WHAT THIS TASK INVOLVES
Pull out every line of the records that contains the string "post". Case counts.

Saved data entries
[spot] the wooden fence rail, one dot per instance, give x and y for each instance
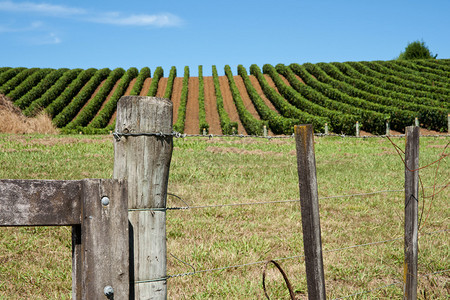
(97, 211)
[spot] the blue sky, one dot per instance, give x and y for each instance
(84, 34)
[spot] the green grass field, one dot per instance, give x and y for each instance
(36, 262)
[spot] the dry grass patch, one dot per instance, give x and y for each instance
(13, 121)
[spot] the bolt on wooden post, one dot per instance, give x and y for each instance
(145, 161)
(411, 212)
(309, 202)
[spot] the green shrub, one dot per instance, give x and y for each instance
(138, 84)
(72, 109)
(201, 102)
(159, 72)
(225, 122)
(416, 50)
(70, 92)
(52, 93)
(179, 124)
(103, 117)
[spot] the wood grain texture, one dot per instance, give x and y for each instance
(309, 202)
(104, 252)
(411, 212)
(144, 161)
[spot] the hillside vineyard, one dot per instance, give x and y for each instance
(374, 94)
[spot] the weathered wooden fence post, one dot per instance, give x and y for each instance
(309, 201)
(97, 211)
(144, 160)
(411, 212)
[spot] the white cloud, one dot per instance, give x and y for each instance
(31, 27)
(159, 20)
(113, 18)
(40, 8)
(47, 39)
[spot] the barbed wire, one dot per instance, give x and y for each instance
(287, 258)
(370, 291)
(118, 135)
(284, 201)
(388, 285)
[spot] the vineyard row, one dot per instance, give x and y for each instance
(336, 95)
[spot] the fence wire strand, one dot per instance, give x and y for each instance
(388, 285)
(293, 257)
(287, 201)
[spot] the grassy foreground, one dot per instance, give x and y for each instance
(36, 262)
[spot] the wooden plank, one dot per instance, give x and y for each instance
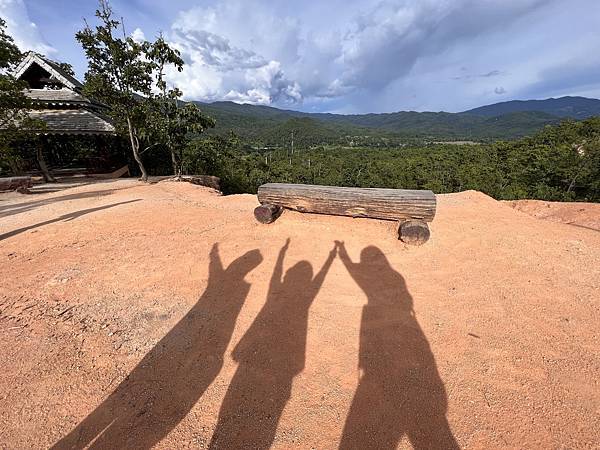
(388, 204)
(14, 183)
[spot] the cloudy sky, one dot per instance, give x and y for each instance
(349, 56)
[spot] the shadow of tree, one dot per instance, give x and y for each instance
(13, 209)
(270, 355)
(161, 390)
(65, 217)
(400, 391)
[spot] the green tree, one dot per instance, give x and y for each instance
(169, 122)
(121, 74)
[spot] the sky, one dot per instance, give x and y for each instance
(347, 56)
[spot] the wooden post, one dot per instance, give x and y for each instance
(413, 232)
(267, 213)
(48, 178)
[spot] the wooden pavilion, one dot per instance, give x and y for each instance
(59, 102)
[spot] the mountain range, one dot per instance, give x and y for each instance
(266, 125)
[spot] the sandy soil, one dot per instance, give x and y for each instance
(586, 215)
(137, 315)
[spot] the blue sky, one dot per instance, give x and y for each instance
(350, 56)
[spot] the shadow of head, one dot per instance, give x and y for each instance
(372, 256)
(299, 273)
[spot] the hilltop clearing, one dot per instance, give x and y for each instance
(135, 314)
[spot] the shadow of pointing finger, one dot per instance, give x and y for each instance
(161, 390)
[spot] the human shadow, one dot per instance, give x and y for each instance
(65, 217)
(161, 390)
(400, 391)
(270, 354)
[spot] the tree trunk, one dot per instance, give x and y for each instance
(388, 204)
(48, 178)
(413, 232)
(15, 183)
(267, 213)
(135, 147)
(176, 167)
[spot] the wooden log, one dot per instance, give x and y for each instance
(413, 232)
(14, 183)
(267, 213)
(389, 204)
(201, 180)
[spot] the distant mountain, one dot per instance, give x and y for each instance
(265, 125)
(573, 107)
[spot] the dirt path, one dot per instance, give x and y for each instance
(135, 315)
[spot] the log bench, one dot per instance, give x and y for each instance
(20, 184)
(411, 208)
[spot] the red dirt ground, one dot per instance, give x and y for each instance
(134, 315)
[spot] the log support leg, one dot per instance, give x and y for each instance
(413, 232)
(267, 213)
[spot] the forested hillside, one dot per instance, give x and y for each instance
(573, 107)
(268, 126)
(558, 163)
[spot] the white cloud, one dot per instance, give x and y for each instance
(217, 69)
(374, 54)
(138, 35)
(22, 29)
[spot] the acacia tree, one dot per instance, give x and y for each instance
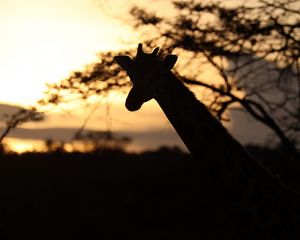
(253, 50)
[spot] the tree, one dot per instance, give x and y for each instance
(252, 48)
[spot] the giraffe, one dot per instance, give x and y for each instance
(242, 199)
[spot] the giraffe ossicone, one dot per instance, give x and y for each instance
(231, 180)
(141, 70)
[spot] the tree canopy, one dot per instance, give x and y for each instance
(252, 48)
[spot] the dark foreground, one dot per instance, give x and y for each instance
(112, 195)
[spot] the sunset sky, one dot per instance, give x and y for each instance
(44, 40)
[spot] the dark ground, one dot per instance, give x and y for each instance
(108, 195)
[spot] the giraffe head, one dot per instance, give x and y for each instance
(144, 71)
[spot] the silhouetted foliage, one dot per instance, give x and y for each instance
(22, 116)
(252, 48)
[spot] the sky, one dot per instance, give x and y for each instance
(42, 41)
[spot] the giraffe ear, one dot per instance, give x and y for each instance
(125, 62)
(170, 61)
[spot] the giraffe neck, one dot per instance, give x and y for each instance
(219, 154)
(196, 126)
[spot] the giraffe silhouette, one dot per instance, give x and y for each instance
(240, 198)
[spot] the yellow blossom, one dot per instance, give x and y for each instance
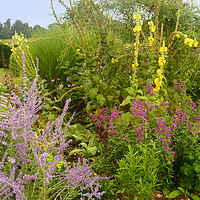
(137, 28)
(160, 76)
(161, 61)
(159, 72)
(158, 82)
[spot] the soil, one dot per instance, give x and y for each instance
(159, 196)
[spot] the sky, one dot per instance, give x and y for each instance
(32, 11)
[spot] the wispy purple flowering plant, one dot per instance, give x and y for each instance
(25, 154)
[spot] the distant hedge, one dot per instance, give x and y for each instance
(6, 52)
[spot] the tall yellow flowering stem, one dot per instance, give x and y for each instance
(161, 62)
(137, 30)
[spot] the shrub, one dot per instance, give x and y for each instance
(31, 159)
(5, 52)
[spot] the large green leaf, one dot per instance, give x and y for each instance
(101, 99)
(175, 194)
(127, 101)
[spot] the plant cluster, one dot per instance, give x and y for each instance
(129, 68)
(29, 157)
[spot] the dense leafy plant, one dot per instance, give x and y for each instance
(31, 159)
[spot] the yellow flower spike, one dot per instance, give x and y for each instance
(137, 28)
(159, 72)
(158, 82)
(160, 76)
(161, 61)
(195, 43)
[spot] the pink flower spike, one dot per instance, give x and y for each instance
(4, 143)
(12, 160)
(61, 86)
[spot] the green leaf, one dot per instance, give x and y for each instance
(101, 99)
(93, 93)
(181, 189)
(91, 141)
(92, 150)
(110, 97)
(131, 91)
(165, 191)
(76, 151)
(194, 197)
(175, 194)
(126, 101)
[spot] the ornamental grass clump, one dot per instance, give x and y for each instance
(31, 159)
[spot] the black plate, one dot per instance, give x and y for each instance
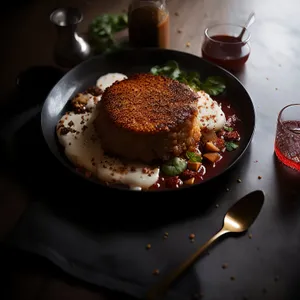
(132, 61)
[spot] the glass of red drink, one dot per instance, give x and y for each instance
(224, 46)
(287, 141)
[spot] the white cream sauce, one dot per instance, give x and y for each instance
(211, 115)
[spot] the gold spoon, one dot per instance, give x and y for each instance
(237, 219)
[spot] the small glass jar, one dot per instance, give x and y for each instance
(148, 24)
(223, 46)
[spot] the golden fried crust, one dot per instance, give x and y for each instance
(146, 103)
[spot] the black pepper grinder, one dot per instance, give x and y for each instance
(149, 23)
(70, 48)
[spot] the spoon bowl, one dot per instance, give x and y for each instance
(243, 213)
(238, 218)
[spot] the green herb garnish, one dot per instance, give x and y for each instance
(102, 31)
(174, 166)
(194, 157)
(228, 128)
(230, 146)
(213, 85)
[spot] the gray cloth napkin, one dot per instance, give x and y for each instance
(100, 236)
(117, 260)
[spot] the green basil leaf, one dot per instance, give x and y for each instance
(174, 166)
(228, 128)
(194, 157)
(214, 85)
(230, 146)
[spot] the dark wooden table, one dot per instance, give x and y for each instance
(272, 79)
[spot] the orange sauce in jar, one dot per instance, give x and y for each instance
(148, 26)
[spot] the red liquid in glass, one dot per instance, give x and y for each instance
(287, 144)
(226, 51)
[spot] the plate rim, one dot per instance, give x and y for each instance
(72, 168)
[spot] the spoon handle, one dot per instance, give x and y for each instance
(161, 288)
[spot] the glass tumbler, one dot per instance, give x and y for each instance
(287, 140)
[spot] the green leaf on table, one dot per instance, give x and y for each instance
(102, 30)
(213, 85)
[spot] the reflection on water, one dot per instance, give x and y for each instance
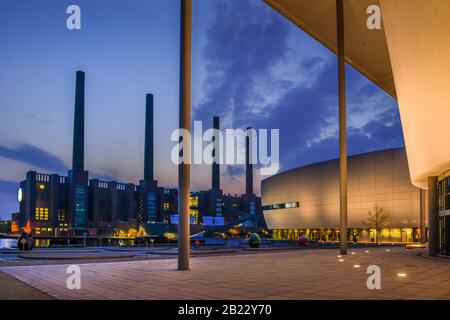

OUTPUT OF THE TASK
[spot] the bolt on wooden post, one dot per instance, give x and y for each instance
[spot] the weathered wooden fence post, one dot per instance, give x and y for each instance
[spot] the wooden post, one dot per instance, give x and y for each instance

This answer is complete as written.